## INFORMATION SUPPLIED
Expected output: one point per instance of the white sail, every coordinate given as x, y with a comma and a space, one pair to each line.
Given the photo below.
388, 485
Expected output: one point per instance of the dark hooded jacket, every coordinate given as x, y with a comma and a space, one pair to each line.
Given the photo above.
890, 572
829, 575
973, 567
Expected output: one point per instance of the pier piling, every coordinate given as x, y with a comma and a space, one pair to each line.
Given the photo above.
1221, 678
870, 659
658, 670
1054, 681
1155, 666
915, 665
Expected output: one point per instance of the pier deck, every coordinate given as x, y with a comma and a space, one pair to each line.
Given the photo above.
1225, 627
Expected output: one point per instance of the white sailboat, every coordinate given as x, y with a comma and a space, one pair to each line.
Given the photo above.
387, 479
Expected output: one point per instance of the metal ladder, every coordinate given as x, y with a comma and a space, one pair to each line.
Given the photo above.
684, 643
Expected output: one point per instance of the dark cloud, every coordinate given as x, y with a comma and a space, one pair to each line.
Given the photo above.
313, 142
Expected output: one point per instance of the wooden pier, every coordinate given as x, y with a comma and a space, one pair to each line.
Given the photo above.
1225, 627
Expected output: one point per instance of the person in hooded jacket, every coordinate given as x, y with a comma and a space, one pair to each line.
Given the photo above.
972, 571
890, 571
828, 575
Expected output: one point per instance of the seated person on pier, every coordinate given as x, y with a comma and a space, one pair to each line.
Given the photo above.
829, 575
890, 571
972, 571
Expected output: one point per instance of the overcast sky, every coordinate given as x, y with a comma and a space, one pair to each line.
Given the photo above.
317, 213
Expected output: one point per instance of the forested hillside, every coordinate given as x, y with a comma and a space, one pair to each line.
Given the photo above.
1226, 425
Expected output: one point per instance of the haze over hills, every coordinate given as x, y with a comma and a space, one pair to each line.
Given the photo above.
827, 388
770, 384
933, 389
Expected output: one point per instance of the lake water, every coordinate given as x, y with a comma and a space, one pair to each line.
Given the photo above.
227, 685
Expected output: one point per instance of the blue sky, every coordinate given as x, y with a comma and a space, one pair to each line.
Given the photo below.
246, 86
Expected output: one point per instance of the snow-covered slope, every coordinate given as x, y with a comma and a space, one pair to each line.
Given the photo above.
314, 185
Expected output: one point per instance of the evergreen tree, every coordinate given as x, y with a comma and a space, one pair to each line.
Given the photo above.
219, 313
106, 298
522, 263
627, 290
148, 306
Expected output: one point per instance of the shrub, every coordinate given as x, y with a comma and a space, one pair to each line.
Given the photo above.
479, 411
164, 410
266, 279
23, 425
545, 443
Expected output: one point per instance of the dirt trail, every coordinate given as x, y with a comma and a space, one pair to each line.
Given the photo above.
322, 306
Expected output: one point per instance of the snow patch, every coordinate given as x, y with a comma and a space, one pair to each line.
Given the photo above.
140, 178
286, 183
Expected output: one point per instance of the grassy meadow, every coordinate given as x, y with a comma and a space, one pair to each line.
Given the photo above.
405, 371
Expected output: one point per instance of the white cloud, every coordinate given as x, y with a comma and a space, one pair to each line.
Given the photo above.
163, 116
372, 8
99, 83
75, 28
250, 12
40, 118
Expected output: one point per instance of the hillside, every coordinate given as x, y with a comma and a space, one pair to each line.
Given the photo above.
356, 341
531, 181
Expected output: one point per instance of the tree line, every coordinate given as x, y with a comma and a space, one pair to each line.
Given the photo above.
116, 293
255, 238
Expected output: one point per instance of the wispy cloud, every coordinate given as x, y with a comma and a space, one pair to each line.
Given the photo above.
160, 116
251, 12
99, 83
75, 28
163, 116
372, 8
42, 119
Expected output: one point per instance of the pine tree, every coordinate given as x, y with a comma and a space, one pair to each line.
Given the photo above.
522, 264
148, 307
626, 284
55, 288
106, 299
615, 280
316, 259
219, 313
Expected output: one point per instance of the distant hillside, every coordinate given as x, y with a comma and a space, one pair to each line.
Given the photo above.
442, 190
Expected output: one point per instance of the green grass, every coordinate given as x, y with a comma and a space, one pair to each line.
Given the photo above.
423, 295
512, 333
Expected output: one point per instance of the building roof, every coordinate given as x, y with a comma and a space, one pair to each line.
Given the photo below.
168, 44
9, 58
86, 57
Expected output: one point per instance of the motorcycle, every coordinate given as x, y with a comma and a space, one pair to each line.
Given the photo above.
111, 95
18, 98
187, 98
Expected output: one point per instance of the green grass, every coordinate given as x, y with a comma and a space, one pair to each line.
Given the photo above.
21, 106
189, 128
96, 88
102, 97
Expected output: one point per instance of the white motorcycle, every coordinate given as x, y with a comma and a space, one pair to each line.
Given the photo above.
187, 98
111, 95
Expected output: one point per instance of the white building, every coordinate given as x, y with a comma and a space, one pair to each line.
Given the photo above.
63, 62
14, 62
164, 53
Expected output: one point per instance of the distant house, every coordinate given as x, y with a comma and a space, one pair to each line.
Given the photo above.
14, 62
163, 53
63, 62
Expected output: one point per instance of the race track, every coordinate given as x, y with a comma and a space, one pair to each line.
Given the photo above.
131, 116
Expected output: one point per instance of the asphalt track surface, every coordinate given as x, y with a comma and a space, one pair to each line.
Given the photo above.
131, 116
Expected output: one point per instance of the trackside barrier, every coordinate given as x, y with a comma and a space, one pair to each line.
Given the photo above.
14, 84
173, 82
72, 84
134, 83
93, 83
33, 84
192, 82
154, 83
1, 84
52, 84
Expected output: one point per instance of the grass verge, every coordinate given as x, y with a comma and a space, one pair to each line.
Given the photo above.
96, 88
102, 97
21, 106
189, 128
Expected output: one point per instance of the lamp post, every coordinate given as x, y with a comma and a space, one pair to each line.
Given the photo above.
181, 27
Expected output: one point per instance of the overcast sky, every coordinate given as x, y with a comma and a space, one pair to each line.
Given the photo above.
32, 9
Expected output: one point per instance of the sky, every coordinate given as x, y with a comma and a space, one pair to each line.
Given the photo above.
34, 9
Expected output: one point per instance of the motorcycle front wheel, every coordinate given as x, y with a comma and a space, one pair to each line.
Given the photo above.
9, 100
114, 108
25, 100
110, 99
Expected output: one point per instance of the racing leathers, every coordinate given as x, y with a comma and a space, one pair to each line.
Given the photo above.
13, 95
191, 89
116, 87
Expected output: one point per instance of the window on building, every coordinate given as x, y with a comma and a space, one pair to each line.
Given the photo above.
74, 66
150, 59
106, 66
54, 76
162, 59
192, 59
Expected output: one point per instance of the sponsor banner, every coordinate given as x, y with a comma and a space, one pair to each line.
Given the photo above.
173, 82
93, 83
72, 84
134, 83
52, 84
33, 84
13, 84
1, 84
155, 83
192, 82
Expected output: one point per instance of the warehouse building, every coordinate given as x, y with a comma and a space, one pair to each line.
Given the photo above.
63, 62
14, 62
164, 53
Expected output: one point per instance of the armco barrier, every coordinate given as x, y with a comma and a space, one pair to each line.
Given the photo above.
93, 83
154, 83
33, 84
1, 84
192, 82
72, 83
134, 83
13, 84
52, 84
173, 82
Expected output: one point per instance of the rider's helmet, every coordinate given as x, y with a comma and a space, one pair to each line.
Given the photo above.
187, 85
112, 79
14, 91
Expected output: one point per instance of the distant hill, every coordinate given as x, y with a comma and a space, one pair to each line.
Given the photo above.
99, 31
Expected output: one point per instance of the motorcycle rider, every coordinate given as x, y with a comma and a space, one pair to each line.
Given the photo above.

## WORK INSTRUCTION
A single figure is required: how many lines above contain the word "dark".

## RESPONSE AREA
2